[START]
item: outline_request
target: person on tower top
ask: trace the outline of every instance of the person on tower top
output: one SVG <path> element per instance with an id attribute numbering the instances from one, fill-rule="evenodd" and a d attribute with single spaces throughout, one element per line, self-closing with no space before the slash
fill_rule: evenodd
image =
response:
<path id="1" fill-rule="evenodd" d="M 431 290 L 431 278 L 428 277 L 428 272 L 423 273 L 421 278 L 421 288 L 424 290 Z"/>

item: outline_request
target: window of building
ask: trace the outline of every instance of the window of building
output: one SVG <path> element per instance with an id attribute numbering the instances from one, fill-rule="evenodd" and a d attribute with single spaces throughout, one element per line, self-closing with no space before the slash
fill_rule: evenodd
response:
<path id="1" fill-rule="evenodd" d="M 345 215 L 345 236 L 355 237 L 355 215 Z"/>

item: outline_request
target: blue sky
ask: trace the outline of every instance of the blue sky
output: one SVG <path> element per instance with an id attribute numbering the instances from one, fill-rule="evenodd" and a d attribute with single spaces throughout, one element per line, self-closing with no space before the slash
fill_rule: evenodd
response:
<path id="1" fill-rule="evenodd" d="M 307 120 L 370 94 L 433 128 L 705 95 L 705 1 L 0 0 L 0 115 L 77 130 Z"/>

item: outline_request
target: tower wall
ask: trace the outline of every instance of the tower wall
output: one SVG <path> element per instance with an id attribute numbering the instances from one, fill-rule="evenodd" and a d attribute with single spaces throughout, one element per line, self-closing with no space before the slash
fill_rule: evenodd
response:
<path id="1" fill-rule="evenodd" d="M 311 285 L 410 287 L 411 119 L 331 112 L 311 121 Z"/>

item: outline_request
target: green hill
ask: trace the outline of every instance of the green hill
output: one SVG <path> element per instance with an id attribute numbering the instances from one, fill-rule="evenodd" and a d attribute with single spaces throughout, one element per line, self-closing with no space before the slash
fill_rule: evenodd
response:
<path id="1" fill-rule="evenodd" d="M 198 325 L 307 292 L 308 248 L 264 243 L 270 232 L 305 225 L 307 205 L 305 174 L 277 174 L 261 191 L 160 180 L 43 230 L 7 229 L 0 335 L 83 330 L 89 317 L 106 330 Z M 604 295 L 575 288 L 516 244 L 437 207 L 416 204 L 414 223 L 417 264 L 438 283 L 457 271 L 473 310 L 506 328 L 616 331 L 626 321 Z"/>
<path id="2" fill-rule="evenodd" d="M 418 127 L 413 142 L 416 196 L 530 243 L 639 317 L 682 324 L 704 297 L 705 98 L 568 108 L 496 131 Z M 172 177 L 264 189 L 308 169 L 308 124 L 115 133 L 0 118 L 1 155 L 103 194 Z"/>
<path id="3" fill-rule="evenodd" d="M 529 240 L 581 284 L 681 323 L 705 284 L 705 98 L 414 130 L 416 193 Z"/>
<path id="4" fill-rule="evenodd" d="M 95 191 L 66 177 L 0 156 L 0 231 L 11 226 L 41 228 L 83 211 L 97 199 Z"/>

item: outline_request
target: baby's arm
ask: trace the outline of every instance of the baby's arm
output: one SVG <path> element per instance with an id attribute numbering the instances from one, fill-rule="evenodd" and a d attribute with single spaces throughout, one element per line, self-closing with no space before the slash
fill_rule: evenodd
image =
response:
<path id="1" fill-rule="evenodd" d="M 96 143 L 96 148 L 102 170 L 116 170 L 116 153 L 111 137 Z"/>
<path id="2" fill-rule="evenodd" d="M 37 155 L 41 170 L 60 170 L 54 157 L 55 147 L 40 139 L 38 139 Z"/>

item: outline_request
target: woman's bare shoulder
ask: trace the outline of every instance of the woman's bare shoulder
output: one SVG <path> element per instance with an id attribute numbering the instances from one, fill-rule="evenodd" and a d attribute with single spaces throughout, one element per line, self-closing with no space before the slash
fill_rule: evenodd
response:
[END]
Reproduce the lines above, substituting "grassy slope" for every occurrence of "green hill" and leaving everything else unchanged.

RESPONSE TO THE TASK →
item: outline_request
target: person on tower top
ask: trace the outline of every instance of the person on tower top
output: one SVG <path> element per instance with an id attribute numbering the instances from one, fill-rule="evenodd" and a d attribute with single spaces throughout, one element per line, self-closing with no space before the slash
fill_rule: evenodd
image =
response:
<path id="1" fill-rule="evenodd" d="M 431 290 L 431 278 L 428 277 L 428 272 L 423 273 L 421 278 L 421 288 L 424 290 Z"/>

item: outline_request
target: window of building
ask: trace the outline of every instance of the window of building
output: one SVG <path> element per instance with an id attribute numbering the instances from one, fill-rule="evenodd" and a d attribute with single spaces throughout, one element per line, self-closing with no space before the slash
fill_rule: evenodd
response:
<path id="1" fill-rule="evenodd" d="M 345 215 L 345 236 L 355 237 L 355 215 Z"/>

item: outline_request
target: blue sky
ask: trace the outline of every instance of the blue sky
output: one SVG <path> element per instance with an id attribute numbering the instances from one, fill-rule="evenodd" and a d attribute with single spaces throughout, one element per line, self-closing with no space before the slash
fill_rule: evenodd
response:
<path id="1" fill-rule="evenodd" d="M 307 120 L 370 94 L 433 128 L 705 95 L 705 1 L 0 0 L 0 115 L 77 130 Z"/>

item: outline_request
target: tower wall
ask: trace the outline of every instance of the tower wall
output: one SVG <path> element per instance with an id attribute numbering the instances from one, fill-rule="evenodd" and a d attribute with single spaces throughout, one element per line, self-closing with no space before the slash
fill_rule: evenodd
response:
<path id="1" fill-rule="evenodd" d="M 311 285 L 410 287 L 411 119 L 331 112 L 311 121 Z"/>

item: outline_request
target: grassy slope
ask: trace the outline of every instance of the grassy slope
output: one SVG <path> element per instance with an id attribute numbering the instances from one, fill-rule="evenodd" and a d attribute with single spaces throughout, one element per line, self-closing with no space before the slash
fill_rule: evenodd
response:
<path id="1" fill-rule="evenodd" d="M 198 325 L 307 292 L 308 248 L 264 243 L 270 232 L 305 225 L 307 205 L 305 174 L 277 174 L 261 191 L 160 180 L 43 230 L 7 229 L 0 335 L 83 330 L 89 317 L 106 330 Z M 604 295 L 575 288 L 516 244 L 437 207 L 416 204 L 414 223 L 417 264 L 438 283 L 457 271 L 473 310 L 506 328 L 616 331 L 626 321 Z"/>
<path id="2" fill-rule="evenodd" d="M 418 127 L 413 142 L 416 196 L 530 243 L 639 317 L 682 324 L 704 297 L 705 98 L 568 108 L 496 131 Z M 172 177 L 264 189 L 308 169 L 308 124 L 115 133 L 0 118 L 1 155 L 103 194 Z"/>
<path id="3" fill-rule="evenodd" d="M 529 240 L 581 284 L 681 323 L 705 284 L 705 98 L 414 130 L 416 193 Z"/>
<path id="4" fill-rule="evenodd" d="M 95 191 L 66 177 L 0 156 L 0 231 L 11 226 L 41 228 L 83 211 L 97 199 Z"/>

item: outline_request
target: baby's arm
ask: trace the outline of every instance of the baby's arm
output: one SVG <path> element per instance with an id attribute numbering the instances from one, fill-rule="evenodd" and a d attribute with single spaces throughout, one element per line, self-closing with no space before the slash
fill_rule: evenodd
image =
response:
<path id="1" fill-rule="evenodd" d="M 96 143 L 96 148 L 102 170 L 116 170 L 116 153 L 111 137 Z"/>
<path id="2" fill-rule="evenodd" d="M 37 155 L 41 170 L 60 170 L 54 157 L 55 147 L 40 139 L 38 139 Z"/>

item: outline_request
target: woman's bare shoulder
ask: trace the outline of every instance of the woman's bare shoulder
output: one SVG <path> element per instance with an id attribute numbering the instances from one, fill-rule="evenodd" and a d attribute with single spaces throughout, one element per line, self-closing with no space before the slash
fill_rule: evenodd
response:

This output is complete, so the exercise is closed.